- What to produce:
Print each of the following entries word for word, omitting the pictures.

- Record extracts:

****************************************

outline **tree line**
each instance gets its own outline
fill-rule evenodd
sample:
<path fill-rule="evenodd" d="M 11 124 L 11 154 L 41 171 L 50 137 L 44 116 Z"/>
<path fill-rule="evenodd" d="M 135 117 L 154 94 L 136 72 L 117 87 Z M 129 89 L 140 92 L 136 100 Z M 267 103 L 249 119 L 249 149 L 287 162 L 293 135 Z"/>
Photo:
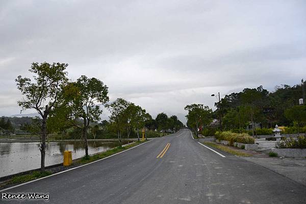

****************************************

- Problem solution:
outline **tree line**
each instance gets its own outline
fill-rule evenodd
sample:
<path fill-rule="evenodd" d="M 11 124 L 11 154 L 41 171 L 50 137 L 44 116 Z"/>
<path fill-rule="evenodd" d="M 135 117 L 154 94 L 136 72 L 117 87 Z M 129 89 L 140 92 L 136 100 Z M 267 103 L 249 119 L 249 149 L 287 162 L 293 135 Z"/>
Photo:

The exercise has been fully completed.